▶ **Work instructions**
Format every line of the material from the line containing "Above you see an image. Please scan it for shirt collar" through the end as a JSON list of strings, one string per line, omitting blank lines.

------------------------------

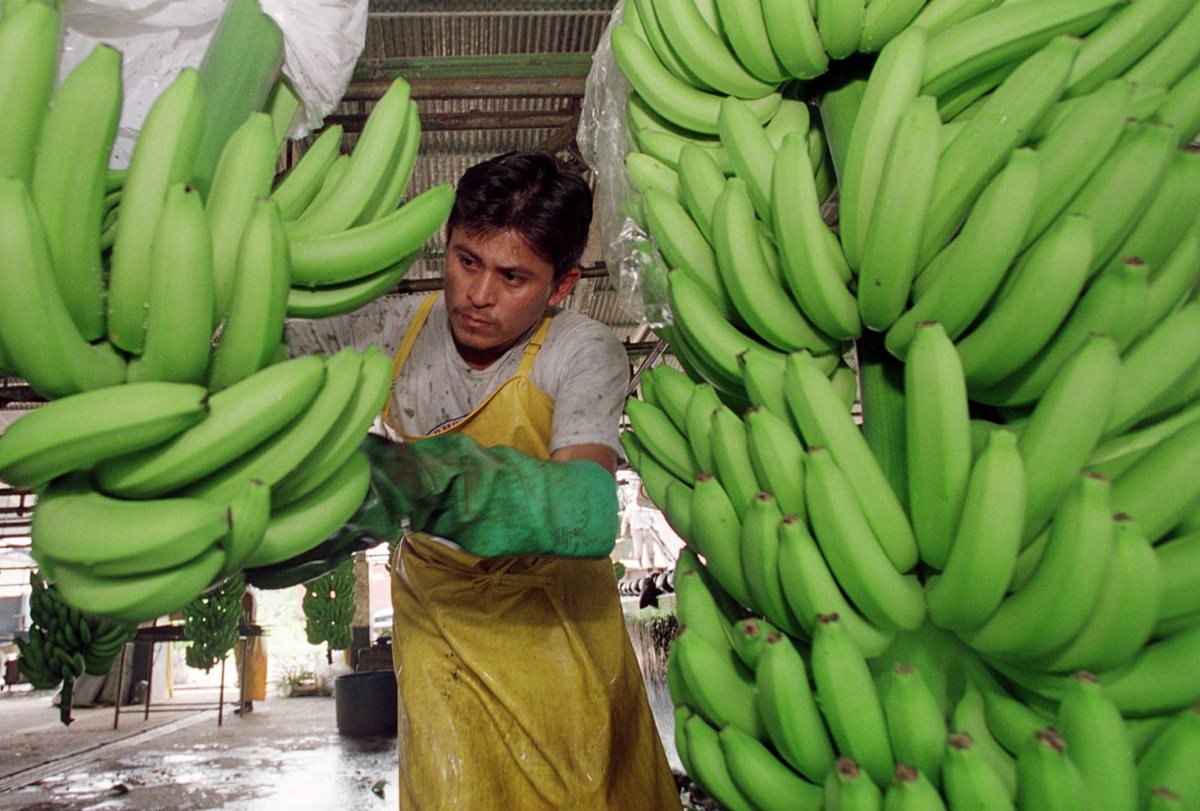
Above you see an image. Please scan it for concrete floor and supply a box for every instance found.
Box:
[0,690,396,811]
[0,595,696,811]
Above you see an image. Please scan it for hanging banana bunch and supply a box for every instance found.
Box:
[184,573,246,673]
[301,558,354,653]
[17,572,137,725]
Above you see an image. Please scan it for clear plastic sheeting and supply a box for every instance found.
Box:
[59,0,367,169]
[576,0,671,329]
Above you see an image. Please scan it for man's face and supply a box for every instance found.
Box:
[445,229,580,368]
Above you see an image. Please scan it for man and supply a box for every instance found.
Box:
[289,154,679,811]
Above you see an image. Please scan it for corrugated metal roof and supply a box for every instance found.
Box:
[348,0,644,341]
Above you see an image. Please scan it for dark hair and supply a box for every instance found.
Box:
[446,152,592,280]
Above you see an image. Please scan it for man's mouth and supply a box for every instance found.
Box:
[455,310,492,330]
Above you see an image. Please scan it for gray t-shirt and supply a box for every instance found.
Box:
[286,295,629,458]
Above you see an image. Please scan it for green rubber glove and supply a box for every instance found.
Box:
[352,434,618,558]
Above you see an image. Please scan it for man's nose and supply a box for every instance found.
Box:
[467,271,496,307]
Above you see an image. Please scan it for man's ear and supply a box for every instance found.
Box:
[546,266,580,307]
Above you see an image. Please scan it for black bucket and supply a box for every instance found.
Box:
[334,671,396,735]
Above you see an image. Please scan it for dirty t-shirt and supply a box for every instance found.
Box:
[286,295,629,458]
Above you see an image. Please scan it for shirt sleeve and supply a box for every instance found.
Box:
[535,313,629,459]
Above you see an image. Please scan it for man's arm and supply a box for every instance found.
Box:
[550,443,617,476]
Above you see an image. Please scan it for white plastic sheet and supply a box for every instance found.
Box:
[59,0,367,169]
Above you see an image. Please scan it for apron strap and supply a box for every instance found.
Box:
[515,311,554,377]
[383,292,442,422]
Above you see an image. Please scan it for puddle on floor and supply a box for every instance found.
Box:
[0,735,396,811]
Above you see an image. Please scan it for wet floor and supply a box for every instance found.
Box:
[0,592,680,811]
[0,697,396,811]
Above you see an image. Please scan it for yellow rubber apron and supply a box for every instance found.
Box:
[384,294,680,811]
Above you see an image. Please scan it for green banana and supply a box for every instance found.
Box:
[1022,82,1134,250]
[955,208,1093,391]
[0,382,208,489]
[709,404,760,522]
[684,383,721,471]
[772,133,862,340]
[108,67,206,354]
[1122,0,1200,88]
[642,364,700,441]
[916,0,1121,96]
[204,113,282,325]
[643,184,740,323]
[810,614,895,786]
[858,96,942,332]
[671,629,767,740]
[611,24,782,134]
[925,429,1026,630]
[217,479,271,578]
[1154,529,1200,636]
[881,662,946,786]
[918,35,1080,265]
[716,0,787,85]
[804,446,925,630]
[779,516,894,657]
[816,0,866,59]
[761,0,829,79]
[755,633,834,782]
[907,0,1003,36]
[54,547,224,623]
[1066,121,1175,275]
[0,2,58,184]
[625,398,700,482]
[784,350,917,572]
[739,493,803,635]
[287,78,412,237]
[288,184,455,287]
[96,355,325,498]
[356,98,421,224]
[1104,301,1200,437]
[1018,335,1122,543]
[683,713,755,811]
[688,473,751,606]
[904,322,971,571]
[126,184,212,384]
[972,259,1150,406]
[1138,708,1200,807]
[184,347,362,504]
[0,176,125,398]
[942,732,1014,811]
[287,252,420,318]
[1045,513,1162,676]
[883,763,946,811]
[27,44,121,341]
[718,725,824,811]
[838,28,926,269]
[1067,0,1195,96]
[649,0,778,98]
[858,0,928,53]
[625,151,680,200]
[959,473,1115,661]
[824,755,883,811]
[676,547,740,650]
[271,124,342,221]
[743,407,806,519]
[30,474,229,580]
[1112,422,1200,543]
[856,332,908,506]
[667,270,785,396]
[1055,673,1138,809]
[884,149,1040,359]
[1016,727,1086,811]
[245,451,371,569]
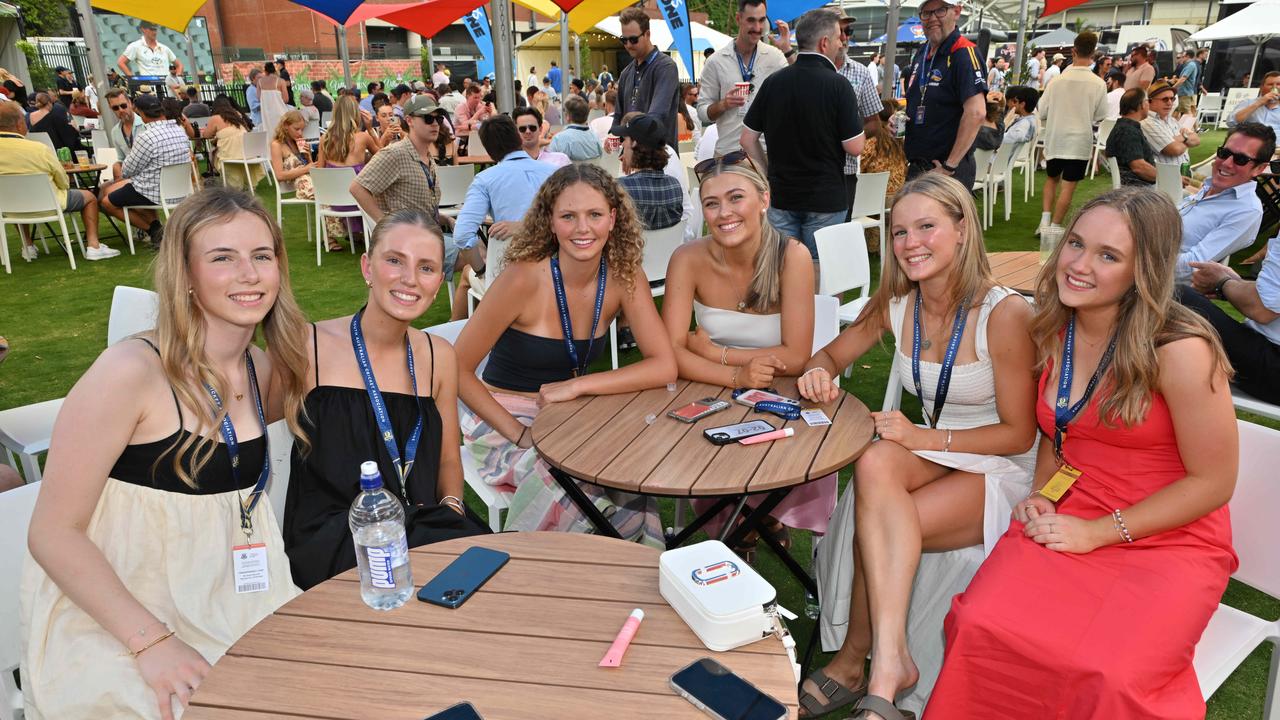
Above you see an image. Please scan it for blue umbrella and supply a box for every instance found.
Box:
[872,17,924,44]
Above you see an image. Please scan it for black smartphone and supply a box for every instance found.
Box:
[422,702,484,720]
[671,657,787,720]
[703,420,777,445]
[417,547,511,610]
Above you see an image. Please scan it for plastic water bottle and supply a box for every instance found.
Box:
[349,461,413,610]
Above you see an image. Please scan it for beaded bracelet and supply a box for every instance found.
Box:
[1111,507,1133,542]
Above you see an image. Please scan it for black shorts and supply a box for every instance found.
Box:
[1044,158,1089,182]
[106,182,155,208]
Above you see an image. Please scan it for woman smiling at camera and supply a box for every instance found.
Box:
[22,188,307,720]
[925,188,1239,720]
[797,173,1036,720]
[284,209,484,589]
[457,164,676,547]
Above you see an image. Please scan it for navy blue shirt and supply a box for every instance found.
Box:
[902,29,987,160]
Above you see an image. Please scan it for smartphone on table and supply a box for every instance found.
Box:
[671,657,787,720]
[417,547,511,610]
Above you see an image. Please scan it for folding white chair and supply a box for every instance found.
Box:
[849,172,888,257]
[1089,118,1116,179]
[435,163,476,218]
[221,131,275,191]
[1193,420,1280,707]
[122,163,196,255]
[424,320,499,533]
[311,168,374,268]
[0,483,40,720]
[0,174,84,273]
[1156,163,1183,205]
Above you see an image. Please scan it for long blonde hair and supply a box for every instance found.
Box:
[854,173,995,329]
[503,163,644,293]
[320,95,364,163]
[1030,187,1231,427]
[155,187,310,487]
[699,161,788,313]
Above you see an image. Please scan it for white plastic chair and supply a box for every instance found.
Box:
[311,168,374,268]
[0,483,40,720]
[814,221,872,324]
[0,174,84,273]
[850,172,888,258]
[221,131,275,191]
[1156,163,1183,205]
[122,163,196,255]
[435,163,476,218]
[1193,420,1280,707]
[425,320,499,533]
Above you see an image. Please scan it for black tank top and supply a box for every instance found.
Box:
[110,338,266,495]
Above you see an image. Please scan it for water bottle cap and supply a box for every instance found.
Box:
[360,460,383,491]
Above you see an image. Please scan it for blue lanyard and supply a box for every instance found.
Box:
[552,255,608,378]
[911,288,969,428]
[205,350,271,538]
[1053,315,1116,462]
[733,45,760,82]
[351,307,422,503]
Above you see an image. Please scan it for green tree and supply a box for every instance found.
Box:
[14,0,73,37]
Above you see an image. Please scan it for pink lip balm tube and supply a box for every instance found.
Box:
[737,428,796,445]
[600,607,644,667]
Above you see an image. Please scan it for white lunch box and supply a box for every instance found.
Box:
[658,541,795,652]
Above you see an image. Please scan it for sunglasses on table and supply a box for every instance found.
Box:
[1213,145,1267,165]
[694,150,760,182]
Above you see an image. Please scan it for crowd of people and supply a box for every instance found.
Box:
[0,0,1280,720]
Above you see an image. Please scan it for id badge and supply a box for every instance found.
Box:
[1039,462,1083,502]
[232,543,271,594]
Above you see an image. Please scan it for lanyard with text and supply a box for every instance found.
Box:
[1039,315,1116,502]
[911,290,969,428]
[205,350,271,539]
[351,307,422,503]
[552,255,608,378]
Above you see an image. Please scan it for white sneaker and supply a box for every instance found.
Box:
[84,243,120,260]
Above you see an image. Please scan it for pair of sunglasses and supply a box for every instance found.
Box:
[1215,145,1267,165]
[694,150,760,182]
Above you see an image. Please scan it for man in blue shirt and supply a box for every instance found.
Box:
[1174,123,1276,282]
[453,115,556,313]
[547,95,600,161]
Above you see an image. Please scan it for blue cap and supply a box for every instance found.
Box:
[360,460,383,492]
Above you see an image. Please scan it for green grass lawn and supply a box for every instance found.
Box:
[0,132,1280,720]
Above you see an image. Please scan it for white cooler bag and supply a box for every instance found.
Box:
[658,541,799,673]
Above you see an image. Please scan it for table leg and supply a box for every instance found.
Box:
[550,468,622,539]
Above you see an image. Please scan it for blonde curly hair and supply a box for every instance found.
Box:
[503,163,644,293]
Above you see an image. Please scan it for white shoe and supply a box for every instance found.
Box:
[84,243,120,260]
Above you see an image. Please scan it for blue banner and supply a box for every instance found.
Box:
[462,5,493,78]
[658,0,698,82]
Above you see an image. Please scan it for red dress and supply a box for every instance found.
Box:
[924,368,1238,720]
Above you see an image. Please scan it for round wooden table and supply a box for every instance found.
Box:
[184,530,797,720]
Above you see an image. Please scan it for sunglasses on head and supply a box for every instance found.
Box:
[1215,145,1266,165]
[694,150,760,182]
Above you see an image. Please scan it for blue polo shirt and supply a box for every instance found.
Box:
[902,29,987,160]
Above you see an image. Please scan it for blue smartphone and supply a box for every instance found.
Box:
[417,547,511,610]
[422,702,484,720]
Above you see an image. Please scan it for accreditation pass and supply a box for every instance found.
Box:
[232,542,271,594]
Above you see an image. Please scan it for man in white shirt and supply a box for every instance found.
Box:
[1037,32,1107,237]
[115,20,182,77]
[698,0,795,156]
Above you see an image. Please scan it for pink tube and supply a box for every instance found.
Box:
[600,607,644,667]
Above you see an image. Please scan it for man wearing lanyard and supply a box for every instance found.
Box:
[904,0,987,187]
[698,0,787,156]
[613,8,680,147]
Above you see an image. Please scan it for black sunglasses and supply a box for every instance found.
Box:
[694,150,760,182]
[1215,145,1267,165]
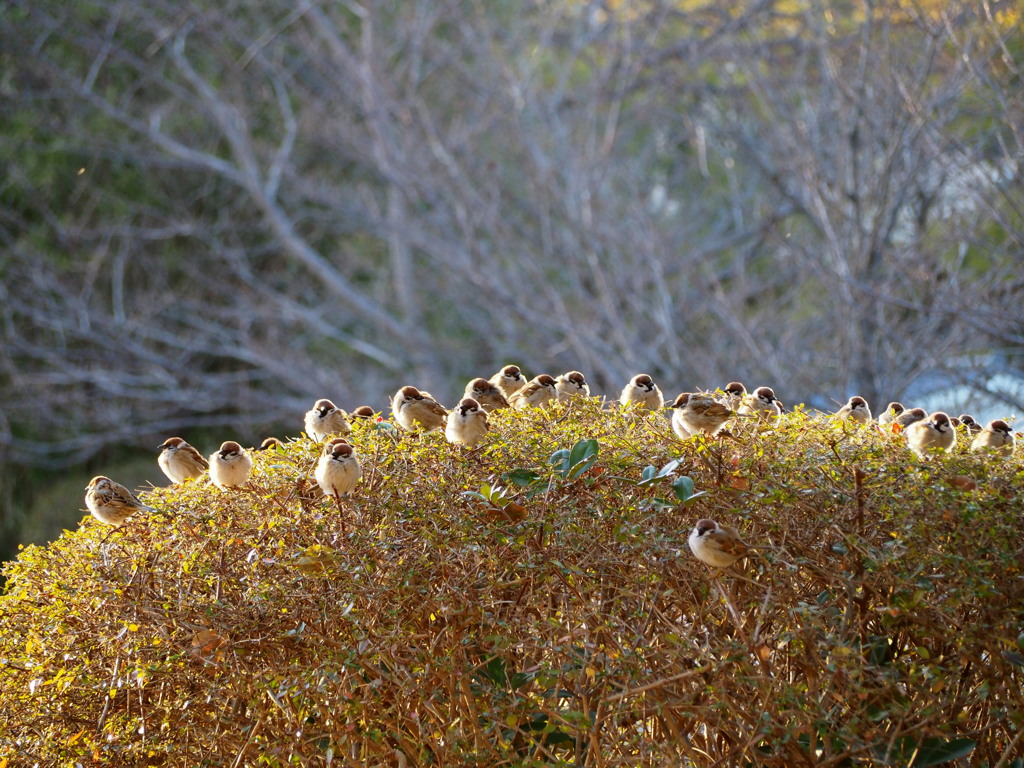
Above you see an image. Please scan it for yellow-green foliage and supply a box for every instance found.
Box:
[0,402,1024,768]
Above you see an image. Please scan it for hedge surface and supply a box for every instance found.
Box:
[0,399,1024,768]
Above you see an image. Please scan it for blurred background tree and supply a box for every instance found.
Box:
[0,0,1024,549]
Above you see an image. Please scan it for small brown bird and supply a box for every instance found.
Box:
[509,374,558,411]
[719,381,746,413]
[893,408,928,429]
[157,437,210,483]
[490,366,526,398]
[462,378,509,412]
[305,399,352,442]
[959,414,981,434]
[444,397,488,447]
[85,475,157,525]
[618,374,665,411]
[879,400,906,424]
[313,437,362,532]
[906,411,956,460]
[836,395,871,424]
[313,437,362,499]
[210,440,253,488]
[737,387,782,417]
[391,386,447,432]
[671,392,736,439]
[555,371,590,401]
[689,519,750,568]
[971,419,1017,459]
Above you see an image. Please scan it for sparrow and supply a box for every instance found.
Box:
[906,411,956,459]
[736,387,782,416]
[313,438,362,499]
[444,397,488,447]
[555,371,590,401]
[719,381,746,411]
[971,419,1016,459]
[689,519,750,568]
[671,392,736,439]
[85,475,157,525]
[490,366,526,397]
[157,437,210,483]
[618,374,665,411]
[210,440,253,488]
[959,414,981,434]
[391,386,447,432]
[460,378,509,412]
[509,374,558,411]
[836,395,871,424]
[893,408,928,429]
[879,400,906,424]
[305,399,352,442]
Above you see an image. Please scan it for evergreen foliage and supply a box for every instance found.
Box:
[0,399,1024,768]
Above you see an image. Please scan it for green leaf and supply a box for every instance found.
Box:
[672,475,693,504]
[565,439,600,480]
[502,469,541,487]
[657,459,682,477]
[569,438,601,467]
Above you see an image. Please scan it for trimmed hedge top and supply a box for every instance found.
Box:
[0,399,1024,768]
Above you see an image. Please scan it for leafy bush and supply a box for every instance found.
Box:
[0,400,1024,768]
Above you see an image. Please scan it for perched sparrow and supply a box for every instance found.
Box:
[836,395,871,424]
[906,411,956,459]
[462,379,509,412]
[737,387,782,416]
[509,374,558,411]
[971,419,1016,459]
[959,414,981,434]
[555,371,590,400]
[313,437,362,499]
[157,437,210,483]
[305,400,352,442]
[689,519,749,568]
[210,440,253,488]
[719,381,746,412]
[618,374,665,411]
[672,392,736,439]
[391,387,447,432]
[893,408,928,429]
[85,475,157,525]
[444,399,487,447]
[879,400,906,424]
[490,366,526,397]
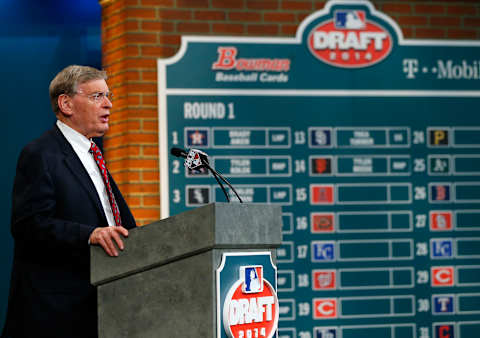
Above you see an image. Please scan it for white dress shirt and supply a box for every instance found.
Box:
[57,120,115,226]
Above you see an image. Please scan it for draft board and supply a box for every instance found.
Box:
[158,0,480,338]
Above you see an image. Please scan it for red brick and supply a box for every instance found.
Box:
[212,0,245,9]
[281,25,298,36]
[140,0,175,7]
[402,27,414,39]
[142,46,172,57]
[128,83,157,94]
[212,23,244,34]
[143,196,160,206]
[447,5,477,15]
[247,25,279,36]
[129,183,160,193]
[142,20,175,32]
[125,33,157,43]
[430,16,460,27]
[415,28,445,39]
[133,208,160,223]
[125,59,157,69]
[142,121,158,132]
[158,34,182,46]
[126,8,157,19]
[142,170,160,182]
[396,15,428,26]
[263,12,295,22]
[297,12,312,22]
[177,0,208,8]
[382,2,412,14]
[142,95,158,105]
[247,0,278,10]
[282,1,312,11]
[177,22,210,33]
[158,9,192,20]
[228,12,262,22]
[415,4,445,14]
[142,71,157,81]
[463,18,480,27]
[123,195,140,208]
[108,116,140,136]
[193,11,225,21]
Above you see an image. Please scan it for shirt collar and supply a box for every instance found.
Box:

------------------------------

▶ **Answer in full**
[
  "Above you see an image. Please scan it for shirt collar and supply a box for every instance found.",
  "Box:"
]